(begin)
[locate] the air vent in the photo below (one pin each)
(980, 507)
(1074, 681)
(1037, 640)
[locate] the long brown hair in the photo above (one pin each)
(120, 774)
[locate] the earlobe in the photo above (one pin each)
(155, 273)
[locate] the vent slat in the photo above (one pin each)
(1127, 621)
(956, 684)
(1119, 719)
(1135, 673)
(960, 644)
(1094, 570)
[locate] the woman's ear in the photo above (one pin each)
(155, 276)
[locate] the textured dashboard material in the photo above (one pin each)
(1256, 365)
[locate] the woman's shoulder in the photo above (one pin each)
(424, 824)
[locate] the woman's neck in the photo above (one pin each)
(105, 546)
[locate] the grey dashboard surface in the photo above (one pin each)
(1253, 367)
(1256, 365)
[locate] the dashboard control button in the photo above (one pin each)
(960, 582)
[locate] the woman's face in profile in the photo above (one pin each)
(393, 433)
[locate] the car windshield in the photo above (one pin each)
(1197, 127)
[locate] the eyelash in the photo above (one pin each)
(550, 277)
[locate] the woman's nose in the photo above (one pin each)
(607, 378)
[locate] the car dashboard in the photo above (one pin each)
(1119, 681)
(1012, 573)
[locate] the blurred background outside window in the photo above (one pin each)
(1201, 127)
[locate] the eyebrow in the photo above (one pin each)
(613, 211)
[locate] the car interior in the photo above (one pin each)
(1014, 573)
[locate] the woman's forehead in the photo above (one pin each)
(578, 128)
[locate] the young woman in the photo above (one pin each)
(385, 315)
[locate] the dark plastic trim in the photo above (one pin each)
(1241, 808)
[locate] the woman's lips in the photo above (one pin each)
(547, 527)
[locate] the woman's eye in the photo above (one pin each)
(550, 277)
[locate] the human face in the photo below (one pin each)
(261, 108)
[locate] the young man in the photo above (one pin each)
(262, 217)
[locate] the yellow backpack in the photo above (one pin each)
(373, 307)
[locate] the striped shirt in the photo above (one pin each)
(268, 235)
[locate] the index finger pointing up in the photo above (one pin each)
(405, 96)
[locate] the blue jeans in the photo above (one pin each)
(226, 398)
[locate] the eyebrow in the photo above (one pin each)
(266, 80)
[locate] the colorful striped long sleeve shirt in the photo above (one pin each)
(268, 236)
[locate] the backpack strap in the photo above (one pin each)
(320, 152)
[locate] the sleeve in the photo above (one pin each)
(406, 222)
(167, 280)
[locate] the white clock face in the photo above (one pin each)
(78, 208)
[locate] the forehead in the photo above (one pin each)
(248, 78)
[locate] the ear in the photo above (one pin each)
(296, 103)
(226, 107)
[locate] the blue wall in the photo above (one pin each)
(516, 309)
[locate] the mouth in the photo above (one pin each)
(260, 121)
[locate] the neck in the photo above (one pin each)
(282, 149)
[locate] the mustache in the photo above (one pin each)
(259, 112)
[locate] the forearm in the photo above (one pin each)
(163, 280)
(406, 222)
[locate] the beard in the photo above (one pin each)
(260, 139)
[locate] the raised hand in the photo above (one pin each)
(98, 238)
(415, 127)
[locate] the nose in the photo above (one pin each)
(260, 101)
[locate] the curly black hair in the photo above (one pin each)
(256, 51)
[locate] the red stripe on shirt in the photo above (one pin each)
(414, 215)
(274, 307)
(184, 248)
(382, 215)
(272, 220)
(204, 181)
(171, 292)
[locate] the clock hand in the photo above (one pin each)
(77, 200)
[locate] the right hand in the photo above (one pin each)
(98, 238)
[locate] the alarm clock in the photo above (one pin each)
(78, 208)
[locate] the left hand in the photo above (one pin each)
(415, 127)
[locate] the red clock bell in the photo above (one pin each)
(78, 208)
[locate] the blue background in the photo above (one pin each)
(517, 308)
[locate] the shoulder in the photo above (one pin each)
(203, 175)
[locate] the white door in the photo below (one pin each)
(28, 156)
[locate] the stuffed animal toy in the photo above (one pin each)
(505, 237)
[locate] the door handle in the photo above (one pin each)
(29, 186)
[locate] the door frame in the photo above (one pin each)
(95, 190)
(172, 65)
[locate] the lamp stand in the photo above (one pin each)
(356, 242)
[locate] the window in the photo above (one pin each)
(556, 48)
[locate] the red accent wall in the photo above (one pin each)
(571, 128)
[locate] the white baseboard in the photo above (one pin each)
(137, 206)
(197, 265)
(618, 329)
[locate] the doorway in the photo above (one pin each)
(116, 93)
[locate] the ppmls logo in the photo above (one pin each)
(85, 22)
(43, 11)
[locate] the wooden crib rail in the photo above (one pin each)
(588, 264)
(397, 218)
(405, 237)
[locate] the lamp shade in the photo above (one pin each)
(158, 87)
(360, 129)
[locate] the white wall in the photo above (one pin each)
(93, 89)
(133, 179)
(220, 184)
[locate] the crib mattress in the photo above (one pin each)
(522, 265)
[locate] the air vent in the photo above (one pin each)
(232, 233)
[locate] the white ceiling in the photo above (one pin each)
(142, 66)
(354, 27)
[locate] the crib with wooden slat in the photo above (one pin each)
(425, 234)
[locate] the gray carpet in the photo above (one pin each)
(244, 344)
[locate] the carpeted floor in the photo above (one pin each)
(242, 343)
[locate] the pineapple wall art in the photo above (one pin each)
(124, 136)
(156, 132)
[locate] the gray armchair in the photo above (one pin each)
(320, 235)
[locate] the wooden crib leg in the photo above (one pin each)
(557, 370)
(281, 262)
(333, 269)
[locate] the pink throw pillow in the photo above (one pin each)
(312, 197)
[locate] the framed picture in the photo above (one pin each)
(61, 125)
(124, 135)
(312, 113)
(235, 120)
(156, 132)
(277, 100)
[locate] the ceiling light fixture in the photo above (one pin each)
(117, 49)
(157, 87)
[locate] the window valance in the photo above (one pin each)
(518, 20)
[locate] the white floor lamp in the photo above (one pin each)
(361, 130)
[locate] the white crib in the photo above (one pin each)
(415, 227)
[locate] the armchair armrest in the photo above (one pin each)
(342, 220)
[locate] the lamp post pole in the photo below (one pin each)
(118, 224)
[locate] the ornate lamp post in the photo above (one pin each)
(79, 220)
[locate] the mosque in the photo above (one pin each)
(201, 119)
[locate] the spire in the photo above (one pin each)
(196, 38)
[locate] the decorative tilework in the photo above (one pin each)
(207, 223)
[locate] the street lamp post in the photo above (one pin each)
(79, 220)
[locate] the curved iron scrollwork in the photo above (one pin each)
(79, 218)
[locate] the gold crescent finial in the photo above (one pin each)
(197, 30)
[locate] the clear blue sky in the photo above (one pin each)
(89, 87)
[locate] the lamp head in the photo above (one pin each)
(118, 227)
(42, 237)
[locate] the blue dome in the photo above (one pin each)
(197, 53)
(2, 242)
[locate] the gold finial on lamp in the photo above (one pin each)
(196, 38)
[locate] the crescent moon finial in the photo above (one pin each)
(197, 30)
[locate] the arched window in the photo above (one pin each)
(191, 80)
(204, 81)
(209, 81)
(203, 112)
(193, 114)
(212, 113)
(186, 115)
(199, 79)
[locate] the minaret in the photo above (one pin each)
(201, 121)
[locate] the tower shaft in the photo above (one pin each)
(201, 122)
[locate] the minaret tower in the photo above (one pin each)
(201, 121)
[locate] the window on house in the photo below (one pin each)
(end)
> [YOUR INSTRUCTIONS]:
Duplicate all of the records above line for line, changing nothing.

> [EXERCISE RESPONSE]:
[locate] the air vent in the photo below (one pin each)
(980, 507)
(1074, 681)
(1037, 640)
[locate] the long brown hair in the photo above (one pin each)
(120, 774)
[locate] the earlobe in the photo above (one pin each)
(155, 273)
[locate] the vent slat in the photo above (one pin each)
(1127, 621)
(956, 684)
(1119, 719)
(1135, 673)
(960, 644)
(1094, 570)
[locate] the woman's ear in the photo above (one pin each)
(155, 276)
[locate] the textured dashboard material in the photo above (one pin each)
(1256, 365)
[locate] the woman's shoulder in the photo above (one pin each)
(424, 824)
[locate] the woman's neck in the photo above (one pin each)
(105, 546)
[locate] the grey dashboard surface in the photo above (one pin each)
(1253, 367)
(1256, 365)
[locate] the dashboard control button in the photo above (one pin each)
(960, 582)
[locate] the woman's face in profile in the photo above (one pin each)
(393, 433)
[locate] the car windshield in the photo above (one pin each)
(1197, 127)
[locate] the eyelash in the photo above (one pin each)
(550, 277)
[locate] the woman's nose in the photo above (one pin each)
(607, 378)
[locate] the car dashboard in the photo above (one pin each)
(1119, 681)
(1012, 573)
[locate] the blurred background outside window in the photo above (one pin each)
(1201, 127)
[locate] the eyebrow in the photo above (one pin each)
(613, 211)
[locate] the car interior in the photo above (one pin each)
(1014, 573)
[locate] the woman's forehead in the photo above (one pin each)
(578, 128)
[locate] the young woman in the photo above (one pin each)
(385, 315)
[locate] the dark plastic trim in the photo above (one pin each)
(1241, 808)
[locate] the woman's lips in the photo above (one pin each)
(547, 527)
[locate] the woman's eye in the photo above (one pin each)
(550, 277)
[locate] the human face in the photo below (one pin each)
(261, 108)
[locate] the young man in the photo above (one pin each)
(262, 217)
[locate] the yellow backpack in the photo above (one pin each)
(373, 307)
[locate] the striped shirt in the photo above (one pin each)
(268, 235)
[locate] the index finger pointing up in the photo above (one pin each)
(405, 96)
[locate] the blue jeans in the photo above (one pin each)
(226, 398)
[locate] the eyebrow in the photo above (one pin each)
(266, 80)
[locate] the colorful striped long sleeve shirt in the photo above (one pin each)
(268, 236)
[locate] the backpack strap in the photo above (one pin each)
(320, 152)
[locate] the sleeve in the photo above (one pin each)
(406, 222)
(167, 280)
[locate] the white clock face in the photo above (one pin each)
(78, 208)
[locate] the forehead in the photo above (one pin each)
(248, 78)
[locate] the ear in the photo above (one pin each)
(296, 103)
(226, 107)
[locate] the blue wall in the photo above (one pin each)
(516, 309)
[locate] the mouth in the photo above (one pin each)
(260, 121)
[locate] the neck in the photo above (one pin each)
(282, 149)
[locate] the mustache in the photo above (one pin each)
(259, 112)
[locate] the forearm in the photo above (one pin each)
(163, 280)
(406, 222)
[locate] the beard in the photo above (one pin each)
(260, 139)
[locate] the raised hand in the photo above (one pin each)
(98, 238)
(415, 127)
[locate] the nose in the photo above (one pin each)
(260, 101)
[locate] the curly black hair in the photo above (one pin each)
(256, 51)
[locate] the red stripe on shirt in the photo above (one pin each)
(414, 215)
(274, 307)
(184, 248)
(382, 215)
(272, 220)
(204, 181)
(171, 292)
[locate] the clock hand in the photo above (one pin each)
(77, 200)
[locate] the right hand in the photo above (one pin each)
(98, 238)
[locate] the alarm clock in the photo above (one pin each)
(78, 208)
[locate] the left hand in the photo above (one pin each)
(415, 127)
[locate] the red clock bell in the photo above (one pin each)
(78, 208)
[locate] the blue background in the photo above (one pin each)
(517, 308)
[locate] the shoulder in the photo above (one pin each)
(203, 175)
[locate] the white door in the photo below (one pin each)
(28, 156)
[locate] the stuffed animal toy in the photo above (one pin each)
(505, 237)
[locate] the door handle in the photo above (one pin each)
(29, 186)
[locate] the door frame in the photo above (one pin each)
(95, 190)
(172, 65)
[locate] the lamp stand in the photo above (one pin each)
(356, 242)
[locate] the window in the photo above (one pin each)
(556, 48)
[locate] the red accent wall in the photo above (one pin each)
(571, 128)
[locate] the white baseboard in the photo above (one pin each)
(137, 206)
(197, 265)
(618, 329)
[locate] the doorway in the photo above (one pin each)
(116, 93)
[locate] the ppmls logo in the photo above (one pin each)
(85, 22)
(43, 11)
[locate] the wooden crib rail in the photo above (one pin each)
(588, 264)
(397, 218)
(405, 237)
[locate] the lamp shade in the photo above (one pin each)
(158, 87)
(360, 129)
[locate] the white wall in the photo above (one pin each)
(93, 89)
(133, 179)
(220, 184)
[locate] the crib mattress in the photo above (one pin each)
(522, 265)
[locate] the air vent in the photo above (one pin each)
(232, 233)
[locate] the white ceiling in the photo above (one pin each)
(142, 66)
(354, 27)
[locate] the crib with wooden slat in the photo above (one pin each)
(425, 234)
[locate] the gray carpet in the photo above (one pin each)
(244, 344)
[locate] the carpeted floor in the photo above (one pin each)
(242, 343)
[locate] the pineapple wall art in the photo above (one pin each)
(124, 136)
(156, 132)
[locate] the gray armchair in the photo above (one pin each)
(320, 235)
[locate] the wooden crib leg in the photo above (one pin each)
(557, 370)
(281, 262)
(333, 269)
[locate] the pink throw pillow in the photo above (one pin each)
(312, 197)
[locate] the framed picture in the photo above (one pin each)
(61, 125)
(124, 135)
(312, 113)
(235, 120)
(156, 132)
(277, 100)
[locate] the ceiling light fixture in the photo above (one pin each)
(117, 49)
(157, 87)
[locate] the window valance in the photo above (one pin each)
(518, 20)
[locate] the white floor lamp in the photo above (one pin each)
(361, 130)
[locate] the white crib in the photo above (one pin each)
(415, 227)
[locate] the armchair armrest in the photo above (one pin each)
(342, 220)
[locate] the lamp post pole in the photo below (one pin each)
(118, 224)
[locate] the ornate lamp post in the photo above (one pin each)
(79, 220)
[locate] the mosque in the photo above (one pin each)
(201, 119)
[locate] the spire in the photo above (one pin each)
(196, 38)
[locate] the decorative tilework in the photo above (one pin each)
(207, 223)
[locate] the street lamp post in the photo above (one pin each)
(79, 220)
[locate] the curved iron scrollwork in the photo above (one pin each)
(79, 218)
[locate] the gold crescent finial in the photo above (one pin each)
(197, 30)
[locate] the clear blue sky in the photo above (one pin each)
(89, 87)
[locate] the lamp head in the photo above (one pin each)
(118, 227)
(42, 237)
[locate] the blue dome in the photo above (one pin each)
(197, 53)
(2, 242)
[locate] the gold finial on lamp in the photo above (one pin each)
(196, 38)
[locate] the crescent moon finial in the photo above (one pin each)
(197, 30)
[locate] the arched window in the photo above (one pin each)
(191, 80)
(204, 81)
(209, 81)
(203, 112)
(193, 114)
(212, 113)
(186, 115)
(199, 79)
[locate] the minaret in the photo above (one pin each)
(201, 121)
[locate] the tower shaft in the photo above (one pin each)
(201, 122)
[locate] the minaret tower in the photo above (one pin each)
(201, 121)
[locate] the window on house in the photo below (one pin each)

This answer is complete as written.